What is needed:
Put the material between the lines holding "Note to the class: point to the dark wet" and "(1120, 794)", inclusive, into a Markdown table with two columns, Row and Content. Number each line in Row and skip any blank lines.

-- Extracted data start --

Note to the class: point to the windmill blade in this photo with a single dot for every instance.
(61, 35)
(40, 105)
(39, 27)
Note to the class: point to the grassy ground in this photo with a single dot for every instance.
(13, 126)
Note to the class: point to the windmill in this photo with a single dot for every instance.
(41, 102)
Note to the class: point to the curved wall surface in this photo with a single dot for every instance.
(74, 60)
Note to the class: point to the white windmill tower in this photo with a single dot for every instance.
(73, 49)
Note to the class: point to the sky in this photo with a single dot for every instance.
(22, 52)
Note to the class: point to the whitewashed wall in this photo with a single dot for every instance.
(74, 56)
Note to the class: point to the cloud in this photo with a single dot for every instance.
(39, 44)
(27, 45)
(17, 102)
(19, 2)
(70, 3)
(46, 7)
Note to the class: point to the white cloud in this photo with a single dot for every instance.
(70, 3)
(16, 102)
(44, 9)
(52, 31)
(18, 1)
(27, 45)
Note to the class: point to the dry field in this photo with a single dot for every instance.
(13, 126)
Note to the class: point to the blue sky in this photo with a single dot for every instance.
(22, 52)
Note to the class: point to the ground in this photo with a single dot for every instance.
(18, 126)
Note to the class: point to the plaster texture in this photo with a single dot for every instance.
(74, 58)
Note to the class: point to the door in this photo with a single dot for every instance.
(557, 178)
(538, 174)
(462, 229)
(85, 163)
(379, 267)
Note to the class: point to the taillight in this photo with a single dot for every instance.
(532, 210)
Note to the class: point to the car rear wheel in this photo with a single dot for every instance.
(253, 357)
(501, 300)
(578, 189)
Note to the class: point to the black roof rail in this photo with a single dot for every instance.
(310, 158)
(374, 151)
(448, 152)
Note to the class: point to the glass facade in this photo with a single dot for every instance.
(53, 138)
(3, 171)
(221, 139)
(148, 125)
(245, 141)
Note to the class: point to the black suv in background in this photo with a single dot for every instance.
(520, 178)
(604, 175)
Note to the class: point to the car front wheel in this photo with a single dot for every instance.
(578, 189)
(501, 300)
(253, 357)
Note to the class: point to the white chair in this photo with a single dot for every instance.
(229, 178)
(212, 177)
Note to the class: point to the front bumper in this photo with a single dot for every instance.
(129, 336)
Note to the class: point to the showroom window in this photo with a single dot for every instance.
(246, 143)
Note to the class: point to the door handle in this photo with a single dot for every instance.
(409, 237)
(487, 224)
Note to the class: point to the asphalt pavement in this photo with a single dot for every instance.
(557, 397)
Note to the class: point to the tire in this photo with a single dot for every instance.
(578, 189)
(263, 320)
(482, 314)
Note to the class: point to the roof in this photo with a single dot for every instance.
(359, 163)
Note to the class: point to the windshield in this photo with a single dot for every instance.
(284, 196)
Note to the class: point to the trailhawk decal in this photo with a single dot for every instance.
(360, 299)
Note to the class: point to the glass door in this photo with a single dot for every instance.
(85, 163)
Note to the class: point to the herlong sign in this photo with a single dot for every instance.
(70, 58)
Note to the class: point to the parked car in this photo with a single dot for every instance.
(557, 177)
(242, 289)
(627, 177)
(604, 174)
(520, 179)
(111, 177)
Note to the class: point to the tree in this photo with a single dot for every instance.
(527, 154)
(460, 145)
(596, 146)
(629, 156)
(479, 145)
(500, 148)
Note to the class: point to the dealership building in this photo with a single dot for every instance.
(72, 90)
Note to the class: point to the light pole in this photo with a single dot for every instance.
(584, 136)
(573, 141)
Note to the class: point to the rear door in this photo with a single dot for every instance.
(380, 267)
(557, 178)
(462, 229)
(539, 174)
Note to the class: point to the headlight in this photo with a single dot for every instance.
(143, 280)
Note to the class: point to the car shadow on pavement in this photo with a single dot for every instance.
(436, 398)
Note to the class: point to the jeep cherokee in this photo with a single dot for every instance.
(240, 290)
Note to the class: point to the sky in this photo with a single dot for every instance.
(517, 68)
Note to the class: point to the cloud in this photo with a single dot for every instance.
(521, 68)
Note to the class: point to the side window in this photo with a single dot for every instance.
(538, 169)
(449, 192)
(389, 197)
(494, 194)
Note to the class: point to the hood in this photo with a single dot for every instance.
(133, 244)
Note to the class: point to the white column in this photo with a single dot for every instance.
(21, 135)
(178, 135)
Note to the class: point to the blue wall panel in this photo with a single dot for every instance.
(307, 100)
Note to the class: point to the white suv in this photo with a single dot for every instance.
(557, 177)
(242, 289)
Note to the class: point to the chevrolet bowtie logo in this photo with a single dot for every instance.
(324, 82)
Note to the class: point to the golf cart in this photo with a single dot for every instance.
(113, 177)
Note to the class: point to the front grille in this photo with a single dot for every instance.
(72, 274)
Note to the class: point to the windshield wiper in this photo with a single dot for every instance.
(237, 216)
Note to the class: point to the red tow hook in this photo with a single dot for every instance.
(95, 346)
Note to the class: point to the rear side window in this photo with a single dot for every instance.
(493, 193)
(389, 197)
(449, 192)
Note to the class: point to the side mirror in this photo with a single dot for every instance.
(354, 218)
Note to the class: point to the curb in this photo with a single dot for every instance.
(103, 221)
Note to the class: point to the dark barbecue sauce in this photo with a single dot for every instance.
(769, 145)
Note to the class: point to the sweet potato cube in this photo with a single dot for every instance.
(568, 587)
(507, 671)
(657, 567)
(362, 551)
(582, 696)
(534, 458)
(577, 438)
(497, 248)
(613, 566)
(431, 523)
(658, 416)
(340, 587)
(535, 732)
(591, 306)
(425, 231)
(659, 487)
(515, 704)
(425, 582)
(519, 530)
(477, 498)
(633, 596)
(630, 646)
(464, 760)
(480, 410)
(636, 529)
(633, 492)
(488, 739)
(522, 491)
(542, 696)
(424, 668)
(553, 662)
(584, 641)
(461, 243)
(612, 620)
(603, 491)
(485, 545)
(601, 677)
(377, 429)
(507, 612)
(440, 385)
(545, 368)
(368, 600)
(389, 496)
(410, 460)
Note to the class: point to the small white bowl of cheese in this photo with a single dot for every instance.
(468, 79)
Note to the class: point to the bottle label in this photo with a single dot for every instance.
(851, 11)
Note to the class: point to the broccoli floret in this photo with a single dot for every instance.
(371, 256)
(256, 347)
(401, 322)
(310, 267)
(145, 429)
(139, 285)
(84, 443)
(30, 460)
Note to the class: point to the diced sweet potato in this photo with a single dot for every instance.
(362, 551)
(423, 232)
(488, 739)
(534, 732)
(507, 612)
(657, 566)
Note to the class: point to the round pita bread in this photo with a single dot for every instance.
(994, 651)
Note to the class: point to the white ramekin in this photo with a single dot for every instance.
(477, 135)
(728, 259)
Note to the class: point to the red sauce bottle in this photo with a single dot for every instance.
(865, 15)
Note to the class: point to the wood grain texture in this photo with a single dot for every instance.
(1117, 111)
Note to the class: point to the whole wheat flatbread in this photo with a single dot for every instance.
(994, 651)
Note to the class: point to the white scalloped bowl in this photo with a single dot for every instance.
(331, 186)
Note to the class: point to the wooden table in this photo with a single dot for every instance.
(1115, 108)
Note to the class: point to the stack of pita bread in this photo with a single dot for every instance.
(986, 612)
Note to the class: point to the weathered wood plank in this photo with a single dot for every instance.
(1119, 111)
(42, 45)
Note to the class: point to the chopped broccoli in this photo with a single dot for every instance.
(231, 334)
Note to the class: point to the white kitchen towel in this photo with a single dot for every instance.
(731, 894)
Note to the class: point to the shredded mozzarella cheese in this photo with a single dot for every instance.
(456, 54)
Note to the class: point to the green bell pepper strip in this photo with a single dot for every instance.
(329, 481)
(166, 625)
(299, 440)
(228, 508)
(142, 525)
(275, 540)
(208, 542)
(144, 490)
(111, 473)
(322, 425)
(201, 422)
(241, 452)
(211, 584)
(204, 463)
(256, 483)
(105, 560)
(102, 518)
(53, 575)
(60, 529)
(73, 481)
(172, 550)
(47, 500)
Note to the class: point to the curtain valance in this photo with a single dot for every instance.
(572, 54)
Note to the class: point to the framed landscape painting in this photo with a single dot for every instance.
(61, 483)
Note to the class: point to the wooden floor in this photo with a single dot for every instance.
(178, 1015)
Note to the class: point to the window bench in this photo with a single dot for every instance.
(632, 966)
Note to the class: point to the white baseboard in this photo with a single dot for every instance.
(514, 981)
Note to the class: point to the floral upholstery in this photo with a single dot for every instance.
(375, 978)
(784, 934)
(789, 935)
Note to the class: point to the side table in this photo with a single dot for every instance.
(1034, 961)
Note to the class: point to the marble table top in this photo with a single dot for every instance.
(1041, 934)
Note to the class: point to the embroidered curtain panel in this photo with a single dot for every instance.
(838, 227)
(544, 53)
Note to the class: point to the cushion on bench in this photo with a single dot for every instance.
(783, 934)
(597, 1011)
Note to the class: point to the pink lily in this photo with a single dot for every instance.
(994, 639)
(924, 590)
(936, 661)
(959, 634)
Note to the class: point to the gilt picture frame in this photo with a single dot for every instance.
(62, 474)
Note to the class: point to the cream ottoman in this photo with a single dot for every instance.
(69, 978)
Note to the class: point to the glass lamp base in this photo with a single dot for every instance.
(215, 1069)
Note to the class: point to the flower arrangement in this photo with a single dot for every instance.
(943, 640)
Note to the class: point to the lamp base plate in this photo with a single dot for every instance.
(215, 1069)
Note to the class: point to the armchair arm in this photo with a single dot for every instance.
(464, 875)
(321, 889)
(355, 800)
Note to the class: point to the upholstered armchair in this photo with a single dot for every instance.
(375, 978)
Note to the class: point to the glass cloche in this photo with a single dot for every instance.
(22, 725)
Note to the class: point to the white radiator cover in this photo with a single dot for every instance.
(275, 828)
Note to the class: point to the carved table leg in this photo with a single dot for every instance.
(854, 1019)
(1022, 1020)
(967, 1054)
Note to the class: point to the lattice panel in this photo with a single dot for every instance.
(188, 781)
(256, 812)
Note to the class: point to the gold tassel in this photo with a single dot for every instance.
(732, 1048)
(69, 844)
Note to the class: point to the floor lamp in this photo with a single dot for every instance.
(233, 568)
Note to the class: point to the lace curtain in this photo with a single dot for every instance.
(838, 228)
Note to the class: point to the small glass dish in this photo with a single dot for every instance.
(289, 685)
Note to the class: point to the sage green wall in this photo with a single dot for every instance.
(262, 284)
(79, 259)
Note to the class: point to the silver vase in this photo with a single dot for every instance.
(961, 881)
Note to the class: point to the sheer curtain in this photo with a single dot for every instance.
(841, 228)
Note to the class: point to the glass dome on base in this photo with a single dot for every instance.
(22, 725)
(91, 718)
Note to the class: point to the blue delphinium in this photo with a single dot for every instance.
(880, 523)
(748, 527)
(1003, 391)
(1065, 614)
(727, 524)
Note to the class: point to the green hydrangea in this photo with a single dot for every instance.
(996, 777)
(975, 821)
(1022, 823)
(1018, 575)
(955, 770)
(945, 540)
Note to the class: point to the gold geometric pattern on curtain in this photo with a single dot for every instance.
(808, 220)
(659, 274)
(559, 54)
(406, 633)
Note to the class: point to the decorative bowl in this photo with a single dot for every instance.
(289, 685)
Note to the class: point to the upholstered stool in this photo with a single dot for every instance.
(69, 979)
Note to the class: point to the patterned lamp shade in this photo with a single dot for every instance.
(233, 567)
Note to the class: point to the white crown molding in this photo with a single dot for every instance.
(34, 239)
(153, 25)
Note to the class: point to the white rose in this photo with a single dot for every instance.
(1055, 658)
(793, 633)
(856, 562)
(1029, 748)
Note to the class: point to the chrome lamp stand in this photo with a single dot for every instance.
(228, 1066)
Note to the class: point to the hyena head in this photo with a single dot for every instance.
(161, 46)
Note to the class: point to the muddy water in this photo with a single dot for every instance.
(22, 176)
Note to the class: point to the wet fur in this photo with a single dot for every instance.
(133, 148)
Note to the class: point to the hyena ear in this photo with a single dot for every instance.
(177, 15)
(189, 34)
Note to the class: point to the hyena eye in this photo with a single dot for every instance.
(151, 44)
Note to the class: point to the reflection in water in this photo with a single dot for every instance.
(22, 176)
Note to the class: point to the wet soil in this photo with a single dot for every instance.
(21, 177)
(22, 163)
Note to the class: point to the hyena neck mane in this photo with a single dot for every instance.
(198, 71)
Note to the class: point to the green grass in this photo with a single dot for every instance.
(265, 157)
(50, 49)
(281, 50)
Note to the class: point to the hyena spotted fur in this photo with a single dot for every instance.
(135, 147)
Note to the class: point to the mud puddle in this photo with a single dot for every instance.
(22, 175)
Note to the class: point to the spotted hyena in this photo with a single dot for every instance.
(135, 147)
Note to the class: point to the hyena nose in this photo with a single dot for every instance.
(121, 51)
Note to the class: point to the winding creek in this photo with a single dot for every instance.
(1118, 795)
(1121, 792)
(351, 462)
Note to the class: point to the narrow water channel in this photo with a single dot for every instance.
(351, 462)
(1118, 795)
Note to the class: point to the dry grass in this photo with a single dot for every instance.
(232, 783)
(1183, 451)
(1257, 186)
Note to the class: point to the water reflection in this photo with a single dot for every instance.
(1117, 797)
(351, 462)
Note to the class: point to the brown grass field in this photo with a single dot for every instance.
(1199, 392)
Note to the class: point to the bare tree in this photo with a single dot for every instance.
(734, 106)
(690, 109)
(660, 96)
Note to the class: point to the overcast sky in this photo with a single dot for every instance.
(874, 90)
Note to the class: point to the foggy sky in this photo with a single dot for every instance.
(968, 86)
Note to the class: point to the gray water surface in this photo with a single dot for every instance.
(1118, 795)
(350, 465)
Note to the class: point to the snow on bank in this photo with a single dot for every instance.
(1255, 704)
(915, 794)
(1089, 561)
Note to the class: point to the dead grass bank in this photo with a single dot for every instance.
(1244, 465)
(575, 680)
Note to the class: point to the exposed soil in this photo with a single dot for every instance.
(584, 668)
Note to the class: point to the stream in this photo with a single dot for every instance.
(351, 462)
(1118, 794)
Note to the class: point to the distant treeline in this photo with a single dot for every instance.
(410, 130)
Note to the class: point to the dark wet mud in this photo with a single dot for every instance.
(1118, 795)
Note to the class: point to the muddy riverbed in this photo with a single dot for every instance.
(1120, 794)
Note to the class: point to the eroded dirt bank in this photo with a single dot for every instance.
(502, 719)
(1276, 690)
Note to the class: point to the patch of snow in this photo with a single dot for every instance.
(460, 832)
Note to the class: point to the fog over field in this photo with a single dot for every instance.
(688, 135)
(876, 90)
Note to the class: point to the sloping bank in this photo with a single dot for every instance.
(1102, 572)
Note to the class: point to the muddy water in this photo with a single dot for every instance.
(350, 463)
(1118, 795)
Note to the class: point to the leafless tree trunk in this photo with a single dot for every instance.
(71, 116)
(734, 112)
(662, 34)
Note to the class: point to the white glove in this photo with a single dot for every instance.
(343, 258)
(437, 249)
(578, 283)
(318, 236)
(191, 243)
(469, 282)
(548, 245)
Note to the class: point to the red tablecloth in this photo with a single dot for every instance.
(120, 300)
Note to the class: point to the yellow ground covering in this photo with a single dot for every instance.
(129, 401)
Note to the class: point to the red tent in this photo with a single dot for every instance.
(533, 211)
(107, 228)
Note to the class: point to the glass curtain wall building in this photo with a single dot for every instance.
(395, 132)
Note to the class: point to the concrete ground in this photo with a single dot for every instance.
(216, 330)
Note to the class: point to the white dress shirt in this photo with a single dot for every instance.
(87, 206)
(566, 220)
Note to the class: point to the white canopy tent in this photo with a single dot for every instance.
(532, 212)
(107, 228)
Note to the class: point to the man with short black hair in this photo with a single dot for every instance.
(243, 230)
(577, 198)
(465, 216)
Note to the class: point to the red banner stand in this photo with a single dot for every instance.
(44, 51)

-- Extracted data end --

Task answer:
| Row | Content |
|---|---|
| 1 | Note to the class: point to the dark wet mud in this photo with a single dot for every instance. |
| 2 | (1118, 795) |
| 3 | Note to the class: point to the muddy riverbed in this photo with a single dot for every instance. |
| 4 | (1120, 794) |